# Task statement
Please return the records below exactly as they stand, with the pictures removed.
____ Entries provided
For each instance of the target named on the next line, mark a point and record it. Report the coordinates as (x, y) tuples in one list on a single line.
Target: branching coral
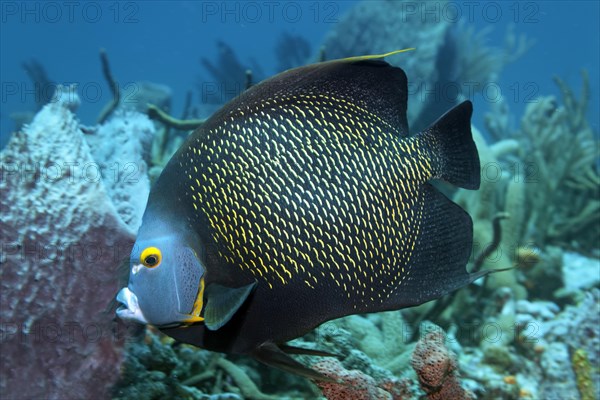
[(356, 385)]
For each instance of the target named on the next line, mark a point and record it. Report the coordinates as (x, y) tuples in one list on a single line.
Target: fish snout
[(130, 309)]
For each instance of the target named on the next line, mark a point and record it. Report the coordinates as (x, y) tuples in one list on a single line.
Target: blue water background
[(163, 42)]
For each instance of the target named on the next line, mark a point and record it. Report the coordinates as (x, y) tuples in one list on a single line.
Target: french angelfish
[(302, 200)]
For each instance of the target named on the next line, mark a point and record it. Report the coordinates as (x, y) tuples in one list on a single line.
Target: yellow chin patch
[(198, 304)]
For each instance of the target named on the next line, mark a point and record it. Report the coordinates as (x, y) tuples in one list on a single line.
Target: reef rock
[(62, 238)]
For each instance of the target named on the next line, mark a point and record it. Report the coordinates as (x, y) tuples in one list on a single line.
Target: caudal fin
[(454, 154)]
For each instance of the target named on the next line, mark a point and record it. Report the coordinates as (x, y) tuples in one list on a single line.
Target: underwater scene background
[(97, 96)]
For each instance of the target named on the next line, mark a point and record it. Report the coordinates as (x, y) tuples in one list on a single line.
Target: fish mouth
[(129, 310)]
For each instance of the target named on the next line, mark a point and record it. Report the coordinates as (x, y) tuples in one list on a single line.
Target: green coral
[(156, 367)]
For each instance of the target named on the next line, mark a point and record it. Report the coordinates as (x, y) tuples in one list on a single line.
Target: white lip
[(130, 309)]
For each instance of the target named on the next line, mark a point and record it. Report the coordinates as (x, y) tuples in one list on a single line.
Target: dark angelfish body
[(301, 201)]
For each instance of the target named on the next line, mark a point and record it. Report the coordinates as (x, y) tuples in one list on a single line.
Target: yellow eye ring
[(151, 257)]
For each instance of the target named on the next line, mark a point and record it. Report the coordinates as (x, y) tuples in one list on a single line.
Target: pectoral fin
[(269, 353), (223, 302)]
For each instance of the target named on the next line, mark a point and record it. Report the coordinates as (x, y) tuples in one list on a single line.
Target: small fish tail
[(453, 151)]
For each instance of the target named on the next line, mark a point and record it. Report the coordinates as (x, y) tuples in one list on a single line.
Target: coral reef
[(557, 160), (436, 367), (156, 367), (65, 226)]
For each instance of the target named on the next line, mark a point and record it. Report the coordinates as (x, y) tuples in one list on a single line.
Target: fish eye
[(151, 257)]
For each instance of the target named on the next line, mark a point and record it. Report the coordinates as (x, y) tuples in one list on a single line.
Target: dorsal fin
[(364, 81)]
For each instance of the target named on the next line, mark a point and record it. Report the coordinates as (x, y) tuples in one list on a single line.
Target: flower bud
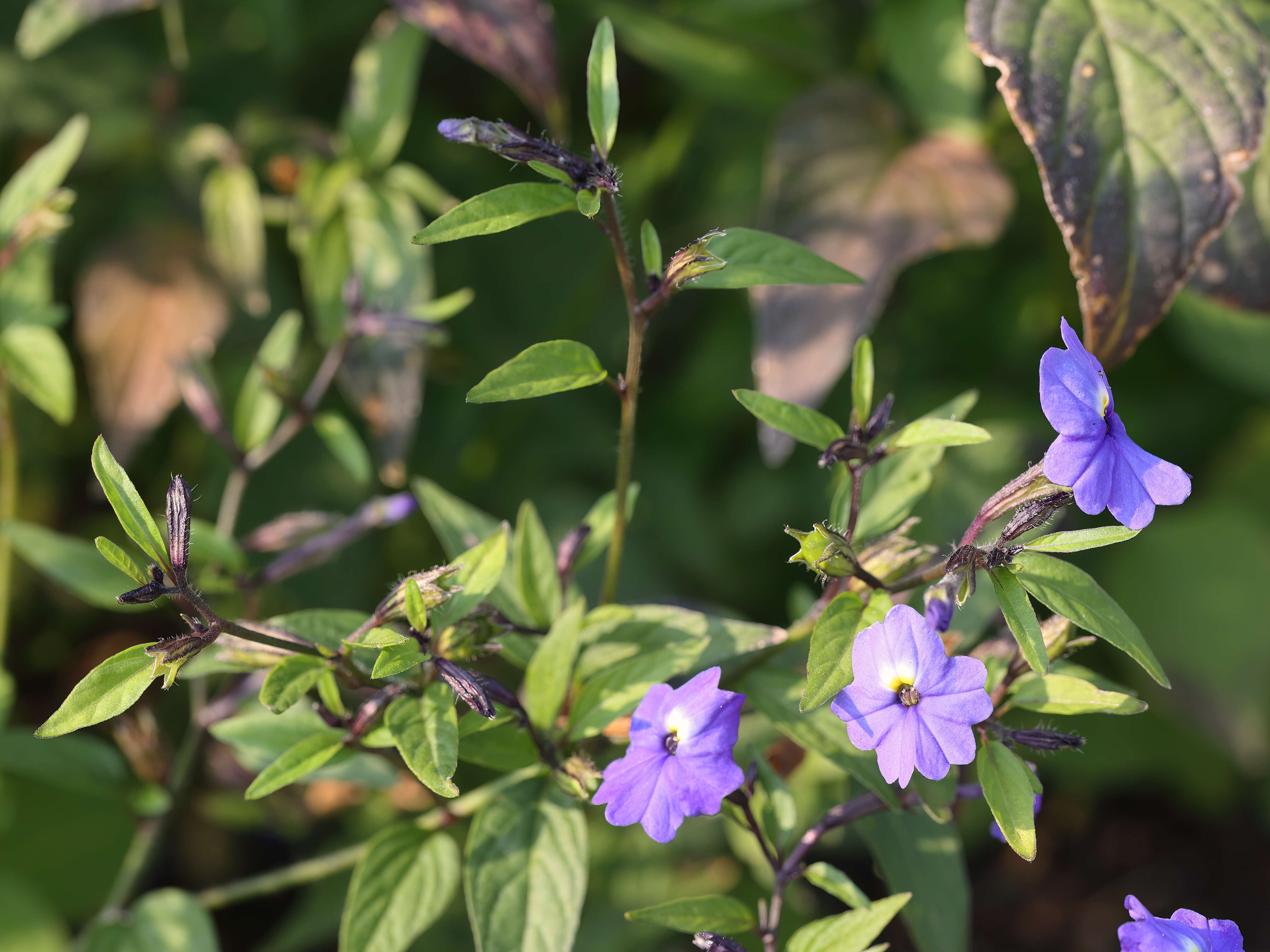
[(824, 550), (178, 528)]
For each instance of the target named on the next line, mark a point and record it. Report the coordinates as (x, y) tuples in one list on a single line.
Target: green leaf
[(933, 432), (1075, 594), (1020, 617), (384, 79), (848, 932), (920, 856), (290, 680), (502, 209), (303, 758), (82, 765), (426, 732), (482, 568), (534, 568), (550, 367), (713, 913), (550, 671), (589, 202), (759, 258), (1066, 695), (398, 659), (172, 921), (828, 663), (804, 425), (401, 886), (1008, 786), (126, 502), (36, 362), (345, 443), (525, 874), (108, 690), (73, 564), (602, 97), (1080, 540), (1147, 97), (48, 168), (651, 249), (258, 408), (777, 694), (601, 518), (616, 691), (862, 380), (836, 884)]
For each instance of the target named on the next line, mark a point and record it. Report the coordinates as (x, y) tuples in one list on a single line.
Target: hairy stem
[(630, 398), (8, 504)]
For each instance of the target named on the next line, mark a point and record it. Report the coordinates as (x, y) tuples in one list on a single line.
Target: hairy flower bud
[(178, 527)]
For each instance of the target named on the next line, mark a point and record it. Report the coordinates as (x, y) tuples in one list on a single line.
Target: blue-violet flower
[(910, 701), (1093, 454), (1184, 932), (680, 758)]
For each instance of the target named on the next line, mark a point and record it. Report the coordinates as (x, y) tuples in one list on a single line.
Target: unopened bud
[(178, 528)]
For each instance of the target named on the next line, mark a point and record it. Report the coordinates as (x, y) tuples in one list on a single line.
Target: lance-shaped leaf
[(1008, 786), (426, 732), (841, 182), (526, 869), (1022, 619), (298, 761), (384, 78), (499, 210), (550, 367), (848, 932), (1074, 593), (804, 425), (511, 39), (1141, 117), (757, 258), (108, 690), (1066, 695), (712, 913), (36, 362), (828, 663), (401, 886)]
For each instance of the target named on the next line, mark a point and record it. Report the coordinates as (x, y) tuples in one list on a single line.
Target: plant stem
[(638, 323), (8, 504)]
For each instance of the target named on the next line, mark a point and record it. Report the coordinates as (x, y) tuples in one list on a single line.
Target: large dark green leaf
[(1075, 594), (108, 690), (499, 210), (526, 870), (550, 367), (1141, 116), (922, 857), (401, 886)]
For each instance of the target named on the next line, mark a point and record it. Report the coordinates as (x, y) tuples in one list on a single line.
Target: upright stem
[(8, 503), (629, 394)]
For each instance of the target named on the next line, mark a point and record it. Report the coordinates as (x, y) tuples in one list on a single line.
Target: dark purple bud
[(1034, 515), (569, 550), (881, 418), (465, 687), (714, 942), (178, 528)]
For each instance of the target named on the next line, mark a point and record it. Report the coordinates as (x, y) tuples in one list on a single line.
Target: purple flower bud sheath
[(680, 758), (910, 701), (1093, 454), (1184, 932)]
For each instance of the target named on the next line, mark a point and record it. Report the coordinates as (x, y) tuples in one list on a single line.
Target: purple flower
[(680, 760), (1093, 454), (910, 701), (1184, 932), (995, 831)]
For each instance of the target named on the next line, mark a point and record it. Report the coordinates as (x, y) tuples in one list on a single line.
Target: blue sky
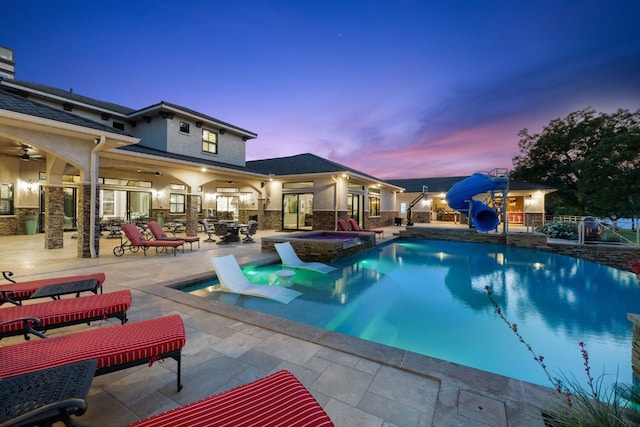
[(396, 89)]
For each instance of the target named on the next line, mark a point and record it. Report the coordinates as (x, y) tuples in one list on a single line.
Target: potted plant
[(31, 222)]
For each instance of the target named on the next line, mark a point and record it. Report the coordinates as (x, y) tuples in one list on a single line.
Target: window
[(374, 206), (209, 141), (6, 199), (177, 203)]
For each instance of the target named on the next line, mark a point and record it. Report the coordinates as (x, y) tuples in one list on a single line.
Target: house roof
[(302, 164), (15, 87), (18, 104), (443, 184)]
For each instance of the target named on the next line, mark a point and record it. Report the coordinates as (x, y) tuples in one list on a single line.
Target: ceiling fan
[(25, 156)]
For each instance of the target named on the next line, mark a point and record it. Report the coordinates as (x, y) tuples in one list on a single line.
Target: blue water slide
[(460, 196)]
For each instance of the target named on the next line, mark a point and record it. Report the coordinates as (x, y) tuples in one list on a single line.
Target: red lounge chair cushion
[(111, 346), (66, 310), (23, 290), (276, 400)]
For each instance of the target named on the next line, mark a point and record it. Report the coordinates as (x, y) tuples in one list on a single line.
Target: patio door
[(355, 207), (297, 211)]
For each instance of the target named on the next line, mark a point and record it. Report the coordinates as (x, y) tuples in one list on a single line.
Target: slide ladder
[(481, 215), (421, 196)]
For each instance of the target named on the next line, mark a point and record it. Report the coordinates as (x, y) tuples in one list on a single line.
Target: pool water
[(429, 297)]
________
# Solved exercise
For each instance of the target named on the next line, mark a point and record it. Report the coordinates as (x, y) tuples in one list on a single line.
Target: branching coral
[(356, 385)]
For each instance of the target named on the next line, mark a point and record it. Report the coordinates as (x, y) tuples in one list on a single line.
Target: fish snout
[(130, 309)]
For each instance of the target named on the next line, mark a point and record it. Report the coordinates as (x, y) tuples in one list on a single line.
Target: blue water background
[(163, 42)]
For each instance of the target named on the next line, mark a point and record it. Report the coordinates as (x, y) tuples in one list on a single line.
Target: french angelfish
[(302, 200)]
For each instance of the target named on the next line, mark a point and record it. Report the coordinates as (x, y) tuples in one list on a single line.
Target: yellow chin patch
[(198, 304)]
For each instance of the target named on the next line, mark a point and record it. Report the coordinates as (x, y) tuples in one list on a single line.
Target: reef rock
[(62, 238)]
For each instance of the target named on the next line, mark a point and record it. Report the coordinates as (x, y) tuples in one list on a single line.
Target: caudal fin
[(454, 154)]
For each instance of the target named on the next line, mark a point and record it. Report the coordinates as (x, y) tuples in one list on a single line.
Target: underwater scene background
[(97, 96)]
For each instance of the target named on the next line, mark a point and record it. Report the coordinates as (x, y) tuples in one list on a single line.
Target: fish mouth
[(129, 310)]
For each instance of the target named on the next line, mark a point and record it. Report the coordinates as (x, y) tuples in one list on a single line.
Target: green coral
[(156, 367)]
For each instance of the target named on the next line, mark a point and record it. Report the coordinates as (x, y) tuples in one list on a single line.
Target: white lip
[(130, 309)]
For each instance of the target named on the next line, mark a point and record it. Report the coordinates as (x, y) tuples in one list on a single line.
Target: dark angelfish body
[(301, 201)]
For each instance of the target named on the next line, mark a point and record it. Report the coordinates as (x, y) tuples in one list on a single line.
Target: yellow eye ring
[(151, 257)]
For each instance of the target named on the next line, mark a point and record it. Report the coordinates as (x, y) tuples in one list on a single line.
Target: pectoral fin
[(269, 353), (223, 302)]
For each instance of the target named on the next line, mark a point and record it. Report the coordinates as (x, y) tuples in one list on a single line.
Target: small fish tail
[(453, 151)]
For each instance of the target named on the next line, mark a point and record it. Report the coordinates as (x, y) tuples in one list on a single line.
Target: coral reef
[(557, 160), (436, 367), (156, 367), (65, 226)]
For each instance of the target named on the next line, mark a point and record it. Report the coordinates as (x, y) tuples in one list on a single line.
Target: fish eye
[(151, 257)]
For each instance of the target named on the next line, mark a point and record it. Report the coordinates as (x, y) tuples in one list on a single line.
Target: dorsal fin
[(364, 81)]
For each instance of the target named on the next line, mark a point and record it. Report the coordinates as (x, y) tuples in one list on a single line.
Target: flower bud
[(824, 550), (178, 528)]
For each instance of the target named on the next line, mark a point and record it. Report the coordinates as (x, y) tuples in one list on a single line.
Target: green leaf
[(933, 432), (1075, 594), (1020, 617), (384, 79), (848, 932), (920, 856), (290, 680), (502, 209), (303, 758), (82, 765), (426, 732), (482, 568), (534, 568), (550, 367), (713, 913), (550, 671), (589, 202), (759, 258), (1066, 695), (398, 659), (172, 921), (828, 663), (804, 425), (401, 886), (1008, 786), (126, 502), (36, 362), (345, 443), (525, 874), (108, 690), (73, 564), (602, 97), (1080, 540), (1147, 97), (48, 168), (651, 249), (258, 408), (777, 694), (601, 518), (616, 691), (862, 380), (836, 884)]
For each instance of the target named on the next line, mark a point and record it. Report the coordinates as (x, y) tuples in one list on a single line.
Target: hairy stem
[(630, 398), (8, 504)]
For each instance of the target named on the next line, mark a point and record it. Report the coordinates as (x, y) tuples in one list on a single line.
Target: hairy flower bud
[(178, 527)]
For each instance of the target named on the next line, mark a point and record it. Report the coordinates as (x, y) tuples in one list on a single line.
Target: blue-violet flower
[(910, 701), (1093, 454), (1184, 932), (680, 758)]
For each instance of the target named on the next line, mark a point and record it. Report the coordinates as (x, y) tuples in one list on a single line.
Target: unopened bud
[(178, 528)]
For each instance of the target named on the next line, mark a point and record it. Report the coordinates as (x, y) tuples in one list on a single line.
Target: lance-shaped leaf
[(1008, 786), (426, 732), (841, 182), (526, 869), (1022, 619), (298, 761), (384, 78), (499, 210), (550, 367), (848, 932), (1074, 593), (804, 425), (511, 39), (1141, 117), (757, 258), (108, 690), (1066, 695), (712, 913), (36, 362), (828, 663), (401, 886)]
For each instance of the target named on the next line, mark a point and record it. Report the coordinates as (x, y) tuples in one list on a single line.
Target: plant stem
[(638, 323), (8, 504)]
For each instance of the target named on the next line, mark a point and record it. Report the coordinates as (x, y) tuples in one list on a single line.
Target: large dark green leaf
[(1075, 594), (108, 690), (499, 210), (526, 870), (550, 367), (1141, 116), (922, 857), (401, 886)]
For each instance of the target named on the next line, mark a point and record it. Report the coordinates as (x, y) tuples in one list on a single line.
Target: upright stem
[(8, 503), (629, 394)]
For each instance of the target named on the next line, mark a point and record it. Report the coordinates as (x, y) tuples in one list on a single line.
Target: dark purple bud
[(1034, 515), (569, 550), (881, 418), (465, 687), (714, 942), (178, 528)]
For each instance of the target named on the next line, mark a point and record it. Report the coordinates as (x, y) tuples in one list on a single line.
Target: purple flower bud sheath
[(680, 758), (910, 701), (1093, 454), (1184, 932)]
For each instance of the target named on the next line, mark a point and record it. Report the coordinates as (x, y) tuples in one list on a single line.
Target: purple flower
[(680, 760), (1093, 454), (910, 701), (1184, 932), (995, 831)]
For each instance of the target named on the next line, mark a point and record it. Report the coordinates as (x, y) tuples in one list on a single line.
Target: blue sky
[(396, 89)]
For each instance of the target named on the next line, mark a point and record it. Report the coordinates as (x, y) tuples in one list on a single line.
Target: potted plant
[(31, 222)]
For each instance of the target named on the next line, mark a point and record it. Report the coordinates as (x, y) tuples in one list on a single line.
Target: window
[(374, 206), (209, 141), (6, 199), (177, 203)]
For each instance of the target named on the next line, mark a point and record it. Report the coordinates as (x, y) tuples in one list on a single line.
Target: house roof
[(302, 164), (15, 87), (18, 104), (443, 184)]
For each instance of the target named on the next line, mark a point and record it. Report the coordinates as (x, y) tuples in one list on a single line.
Target: ceiling fan
[(25, 156)]
For each instance of the target named on the next line, mark a point and record it. Report the coordinates as (x, y) tuples in one list on a single line.
Target: blue water slide
[(460, 196)]
For each instance of the target named on the next line, mark a point and record it. Report the coordinates as (x, y) tuples in one list on a single line.
Target: red lounge chair cushion
[(111, 346), (66, 310), (23, 290), (276, 400)]
For each instance of the target named on the next line, mark a point and record it. Report the coordinates as (x, y) tuples in one list on a single line.
Target: patio door
[(355, 207), (297, 211)]
For each instance of the target named on the next line, mark a point and record it. Report the coordinates as (x, y) tuples in one list on a single line.
Target: slide ladder
[(481, 215), (421, 196)]
For each instance of the target named on the next line, mark a point and record it. Report the coordinates as (x, y) tuples in one list on a single line.
Target: pool water
[(429, 297)]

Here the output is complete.